**Provided passage:**
*-*-*

With the admission of the final batch of CC 2013 students, the time has come upon us. The times which shall see a swell of apple-cheeked youths swarming over the campus, staring all doe-eyed and innocent at Low. In honor of the swarms already here and the swarms yet to come, Resident DVD-Repackaging Expert Mark Hay offers up a list of three films depicting the epic coming-of-age these unsuspecting juveniles will surely endure over the coming months.

student in locker
 Via Houston Chronicle

The Squid and the Whale (2005)

A rough sketch of director Noah Baumbach’s childhood, “The Squid and the Whale” elegantly depicts the conflicted angst and traumas of children growing up in an intelligent, well-off, but completely dysfunctional family. Typically, films about familial implosion depict strictly internal affairs.  Baumbach eschews this for the expected melodrama of the genre.  Despite living in a state of continual self-destruction and conflict, Baumbach’s characters prove reluctant to admit their own problems. They feel that their wealth and intellect forbids such levels of tension and pain. This introspection drives their demons under the skin where they can run rampant. As the film chugs along – slowly and always with the stretched and tired air of denial – these bottled terrors manifest themselves in moments that are painful, humorous, and harrowing; always masochistically ignorant and self-aware. It may be a sad magic to work, but in expressing the family’s hidden and shameful angst, Baumbach’s film strikes a chord with all who ever felt tortured growing up but always felt rather childish for feeling as such.

*-*-*

**Data shown:**
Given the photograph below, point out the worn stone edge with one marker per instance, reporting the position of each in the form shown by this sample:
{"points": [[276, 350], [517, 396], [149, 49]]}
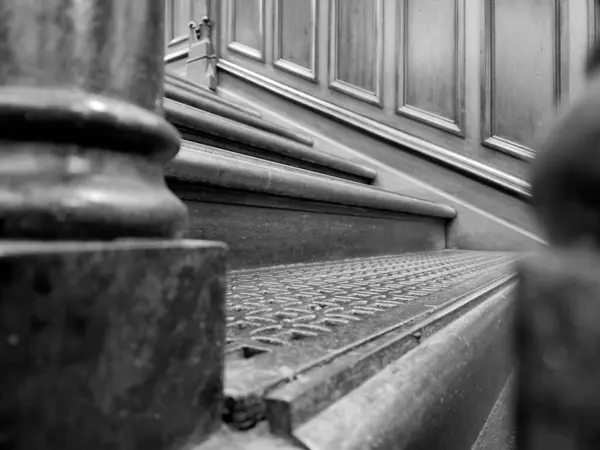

*-*-*

**The request:**
Please rewrite the film-list post from "With the admission" through "the Whale (2005)", swapping in "crowds" for every "swarms".

**Full response:**
With the admission of the final batch of CC 2013 students, the time has come upon us. The times which shall see a swell of apple-cheeked youths swarming over the campus, staring all doe-eyed and innocent at Low. In honor of the crowds already here and the crowds yet to come, Resident DVD-Repackaging Expert Mark Hay offers up a list of three films depicting the epic coming-of-age these unsuspecting juveniles will surely endure over the coming months.

student in locker
 Via Houston Chronicle

The Squid and the Whale (2005)